**Tasks to complete:**
[A] In the excerpt on MMLC radiosurgery, what has kept clinical treatments from reaching the theoretical capabilities of the MMLC?
[B] Update the excerpt on MMLC radiosurgery by writing it out again starting with "A new method" and going on through "of the MMLC.", with "apparatus" replaced by "devices".
[Excerpt to read Boundary: Start]
A new method for producing such fields, which is currently being adopted in radiation oncology departments in Australia (including Brisbane), is to fit a micro-multileaf collimator (MMLC) to a photon-beam linear accelerator and use this to perform stereotactic radiosurgery. The use of such a novel technique to treat such an important and sensitive organ requires rigorous prior analysis and verification. However, available dose monitoring apparatus are physically limited in the precision with which they can measure small fields. This has restricted the ability of clinical treatments to achieve the theoretical capabilities of the MMLC.

This project, therefore, aims to develop computer simulations of MMLC radiotherapy fields as a means to evaluate the dose delivered in current treatments and test the effects of potential new treatments in a virtual environment. Specifically, this project aims to develop an accurate Monte Carlo computer simulation of the radiotherapy x-ray fields from a Varian linear accelerator collimated by the BrainLab m3 MMLC, which can be combined with patient CT data to calculate the dose delivered in a given treatment. The calculated data will then be used to:

  • Quantify the degree to which existing stereotactic radiosurgical treatments are adhering to their treatment prescriptions;
  • Independently verify the doses predicted in treatment planning calculations;
  • Investigate the potential for improving existing stereotactic radiosurgical treatments or applying the equipment to currently untreatable pathologies; and
  • Retrospectively investigate the causes of adverse outcomes by evaluating the radiation doses actually delivered in stereotactic radiotherapy treatments.
[Excerpt to read Boundary: End]
[Records Boundary: Start]
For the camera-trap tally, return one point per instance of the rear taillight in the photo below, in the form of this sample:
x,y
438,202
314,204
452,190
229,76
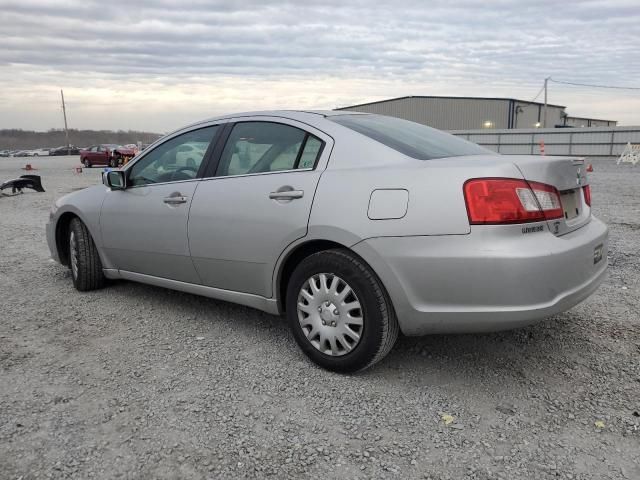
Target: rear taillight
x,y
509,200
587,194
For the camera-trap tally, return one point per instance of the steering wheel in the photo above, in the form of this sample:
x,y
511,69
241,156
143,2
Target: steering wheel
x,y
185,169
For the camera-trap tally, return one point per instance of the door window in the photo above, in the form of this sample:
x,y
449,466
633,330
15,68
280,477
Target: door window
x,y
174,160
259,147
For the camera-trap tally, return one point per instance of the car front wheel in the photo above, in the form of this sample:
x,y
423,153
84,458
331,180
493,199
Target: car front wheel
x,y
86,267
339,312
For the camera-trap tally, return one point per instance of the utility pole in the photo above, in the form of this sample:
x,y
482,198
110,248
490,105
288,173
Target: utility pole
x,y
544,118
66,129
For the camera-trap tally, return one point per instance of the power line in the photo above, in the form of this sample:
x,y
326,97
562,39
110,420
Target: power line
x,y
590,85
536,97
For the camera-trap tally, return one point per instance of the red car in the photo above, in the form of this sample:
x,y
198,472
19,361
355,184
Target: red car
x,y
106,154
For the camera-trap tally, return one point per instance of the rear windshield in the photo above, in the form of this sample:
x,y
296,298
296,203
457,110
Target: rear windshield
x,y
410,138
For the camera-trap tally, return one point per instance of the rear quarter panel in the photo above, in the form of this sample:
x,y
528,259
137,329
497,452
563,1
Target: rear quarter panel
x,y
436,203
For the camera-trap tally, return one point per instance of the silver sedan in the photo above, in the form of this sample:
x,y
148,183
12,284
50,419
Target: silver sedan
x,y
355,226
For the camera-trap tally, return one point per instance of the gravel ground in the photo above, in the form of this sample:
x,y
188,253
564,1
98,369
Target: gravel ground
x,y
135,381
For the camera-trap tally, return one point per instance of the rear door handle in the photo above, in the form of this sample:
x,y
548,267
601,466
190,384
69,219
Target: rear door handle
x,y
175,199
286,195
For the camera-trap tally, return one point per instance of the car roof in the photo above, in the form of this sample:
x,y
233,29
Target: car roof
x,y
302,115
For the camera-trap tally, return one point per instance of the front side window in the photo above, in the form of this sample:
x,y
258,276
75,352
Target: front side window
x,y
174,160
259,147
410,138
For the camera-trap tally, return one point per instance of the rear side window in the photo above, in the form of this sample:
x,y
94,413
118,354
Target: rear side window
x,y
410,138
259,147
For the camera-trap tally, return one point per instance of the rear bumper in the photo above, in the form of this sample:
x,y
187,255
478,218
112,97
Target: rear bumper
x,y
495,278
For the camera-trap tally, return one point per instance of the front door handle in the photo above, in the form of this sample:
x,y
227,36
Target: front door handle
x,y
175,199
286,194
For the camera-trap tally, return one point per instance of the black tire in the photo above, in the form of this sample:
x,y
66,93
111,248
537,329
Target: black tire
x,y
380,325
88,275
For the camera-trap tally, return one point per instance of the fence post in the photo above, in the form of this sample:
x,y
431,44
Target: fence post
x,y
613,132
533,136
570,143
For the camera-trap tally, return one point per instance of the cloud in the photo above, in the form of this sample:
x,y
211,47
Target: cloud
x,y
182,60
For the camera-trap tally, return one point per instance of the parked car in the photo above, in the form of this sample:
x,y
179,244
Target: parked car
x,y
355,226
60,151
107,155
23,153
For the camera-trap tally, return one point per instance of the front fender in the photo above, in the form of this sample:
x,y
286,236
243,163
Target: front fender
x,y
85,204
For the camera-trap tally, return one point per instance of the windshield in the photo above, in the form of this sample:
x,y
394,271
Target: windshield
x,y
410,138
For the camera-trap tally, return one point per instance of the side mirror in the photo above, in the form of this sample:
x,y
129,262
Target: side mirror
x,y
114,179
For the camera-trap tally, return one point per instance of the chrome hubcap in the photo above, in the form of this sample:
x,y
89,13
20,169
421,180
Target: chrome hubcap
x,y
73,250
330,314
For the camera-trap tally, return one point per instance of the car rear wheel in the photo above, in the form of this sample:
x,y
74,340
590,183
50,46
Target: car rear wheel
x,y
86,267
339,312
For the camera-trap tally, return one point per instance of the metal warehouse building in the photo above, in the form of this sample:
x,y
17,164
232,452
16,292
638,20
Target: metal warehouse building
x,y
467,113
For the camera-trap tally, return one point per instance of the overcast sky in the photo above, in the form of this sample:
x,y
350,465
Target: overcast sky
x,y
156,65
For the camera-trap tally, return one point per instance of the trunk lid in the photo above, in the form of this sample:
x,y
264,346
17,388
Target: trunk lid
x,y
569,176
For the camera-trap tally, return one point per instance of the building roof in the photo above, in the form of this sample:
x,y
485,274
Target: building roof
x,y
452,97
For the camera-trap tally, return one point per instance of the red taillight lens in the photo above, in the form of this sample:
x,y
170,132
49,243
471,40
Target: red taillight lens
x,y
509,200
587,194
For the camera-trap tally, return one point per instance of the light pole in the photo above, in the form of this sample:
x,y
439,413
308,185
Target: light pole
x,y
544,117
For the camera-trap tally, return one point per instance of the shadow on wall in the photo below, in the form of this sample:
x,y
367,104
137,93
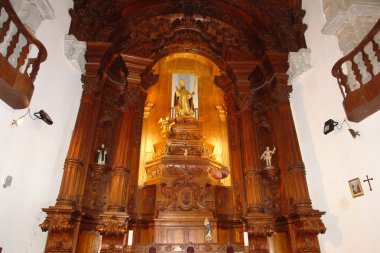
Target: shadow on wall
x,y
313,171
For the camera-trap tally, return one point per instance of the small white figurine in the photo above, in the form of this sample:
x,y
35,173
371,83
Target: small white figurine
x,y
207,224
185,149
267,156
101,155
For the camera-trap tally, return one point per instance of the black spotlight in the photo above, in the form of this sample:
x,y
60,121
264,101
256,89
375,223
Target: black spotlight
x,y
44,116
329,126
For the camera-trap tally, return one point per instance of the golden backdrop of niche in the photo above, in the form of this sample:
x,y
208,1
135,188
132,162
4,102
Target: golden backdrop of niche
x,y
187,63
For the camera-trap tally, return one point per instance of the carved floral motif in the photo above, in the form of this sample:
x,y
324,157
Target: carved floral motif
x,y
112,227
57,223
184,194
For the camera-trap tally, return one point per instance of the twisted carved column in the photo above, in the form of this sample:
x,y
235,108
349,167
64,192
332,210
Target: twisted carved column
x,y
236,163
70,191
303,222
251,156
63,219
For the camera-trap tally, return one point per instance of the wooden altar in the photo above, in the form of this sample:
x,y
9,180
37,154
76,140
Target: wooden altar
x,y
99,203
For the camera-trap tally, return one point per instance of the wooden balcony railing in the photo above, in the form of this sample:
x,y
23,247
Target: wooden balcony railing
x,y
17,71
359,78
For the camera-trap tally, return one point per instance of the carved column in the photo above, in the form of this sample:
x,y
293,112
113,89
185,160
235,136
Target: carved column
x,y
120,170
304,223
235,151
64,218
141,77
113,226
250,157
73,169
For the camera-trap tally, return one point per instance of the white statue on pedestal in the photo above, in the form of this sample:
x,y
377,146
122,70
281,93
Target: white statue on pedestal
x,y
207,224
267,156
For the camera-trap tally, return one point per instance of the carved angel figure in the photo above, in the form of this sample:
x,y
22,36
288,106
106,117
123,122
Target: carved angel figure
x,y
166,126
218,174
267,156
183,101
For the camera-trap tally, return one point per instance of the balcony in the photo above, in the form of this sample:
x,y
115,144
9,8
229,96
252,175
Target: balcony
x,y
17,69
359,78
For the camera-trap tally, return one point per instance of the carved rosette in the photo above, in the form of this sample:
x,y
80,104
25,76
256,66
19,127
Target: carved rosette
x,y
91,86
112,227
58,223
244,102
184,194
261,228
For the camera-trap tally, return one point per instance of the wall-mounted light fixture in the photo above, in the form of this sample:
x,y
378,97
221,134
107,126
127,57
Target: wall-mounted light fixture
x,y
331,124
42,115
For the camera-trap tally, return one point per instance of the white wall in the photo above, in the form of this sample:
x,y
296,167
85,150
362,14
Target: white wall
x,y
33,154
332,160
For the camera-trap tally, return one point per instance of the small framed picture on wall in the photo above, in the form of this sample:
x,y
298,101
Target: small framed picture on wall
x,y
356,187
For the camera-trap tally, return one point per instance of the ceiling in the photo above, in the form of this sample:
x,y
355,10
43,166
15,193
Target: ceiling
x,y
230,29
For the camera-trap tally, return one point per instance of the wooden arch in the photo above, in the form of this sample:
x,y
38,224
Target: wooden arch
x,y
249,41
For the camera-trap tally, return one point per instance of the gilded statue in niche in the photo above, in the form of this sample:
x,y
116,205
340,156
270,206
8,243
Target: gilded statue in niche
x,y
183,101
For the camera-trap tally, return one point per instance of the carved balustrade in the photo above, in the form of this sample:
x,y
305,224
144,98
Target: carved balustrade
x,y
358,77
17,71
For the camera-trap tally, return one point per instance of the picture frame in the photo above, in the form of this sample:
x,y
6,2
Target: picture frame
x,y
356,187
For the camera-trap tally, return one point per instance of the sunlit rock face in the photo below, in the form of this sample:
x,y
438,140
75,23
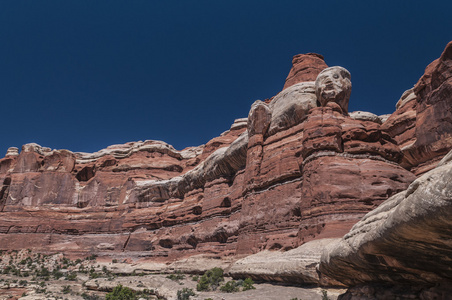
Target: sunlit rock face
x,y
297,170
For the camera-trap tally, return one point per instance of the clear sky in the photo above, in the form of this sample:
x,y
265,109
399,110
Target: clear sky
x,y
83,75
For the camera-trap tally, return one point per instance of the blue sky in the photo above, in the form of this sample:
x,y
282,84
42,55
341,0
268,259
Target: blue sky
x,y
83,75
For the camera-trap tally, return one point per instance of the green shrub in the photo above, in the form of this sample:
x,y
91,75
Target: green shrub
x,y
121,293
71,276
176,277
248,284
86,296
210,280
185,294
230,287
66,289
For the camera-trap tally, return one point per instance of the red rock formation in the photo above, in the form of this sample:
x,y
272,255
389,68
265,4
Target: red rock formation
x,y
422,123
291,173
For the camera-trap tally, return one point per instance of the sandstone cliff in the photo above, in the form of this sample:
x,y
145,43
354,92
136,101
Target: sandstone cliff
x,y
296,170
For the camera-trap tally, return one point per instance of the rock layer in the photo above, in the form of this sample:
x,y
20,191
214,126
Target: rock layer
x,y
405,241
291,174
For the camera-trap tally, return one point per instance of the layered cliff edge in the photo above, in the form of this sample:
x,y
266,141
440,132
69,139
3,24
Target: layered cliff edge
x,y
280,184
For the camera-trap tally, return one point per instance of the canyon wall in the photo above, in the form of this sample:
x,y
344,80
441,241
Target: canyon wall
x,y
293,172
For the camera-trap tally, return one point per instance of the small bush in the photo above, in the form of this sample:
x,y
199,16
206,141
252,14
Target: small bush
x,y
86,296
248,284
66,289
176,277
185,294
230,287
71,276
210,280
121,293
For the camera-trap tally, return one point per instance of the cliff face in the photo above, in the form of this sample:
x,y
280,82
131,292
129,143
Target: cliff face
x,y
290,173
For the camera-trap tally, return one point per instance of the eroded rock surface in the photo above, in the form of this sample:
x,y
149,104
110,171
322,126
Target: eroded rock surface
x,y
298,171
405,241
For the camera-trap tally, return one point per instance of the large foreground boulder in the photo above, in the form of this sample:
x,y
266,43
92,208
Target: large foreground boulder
[Records Boundary: End]
**Numbered answers:**
[A] Available dose monitoring apparatus are physically limited in how precisely they can measure small fields.

[B]
A new method for producing such fields, which is currently being adopted in radiation oncology departments in Australia (including Brisbane), is to fit a micro-multileaf collimator (MMLC) to a photon-beam linear accelerator and use this to perform stereotactic radiosurgery. The use of such a novel technique to treat such an important and sensitive organ requires rigorous prior analysis and verification. However, available dose monitoring devices are physically limited in the precision with which they can measure small fields. This has restricted the ability of clinical treatments to achieve the theoretical capabilities of the MMLC.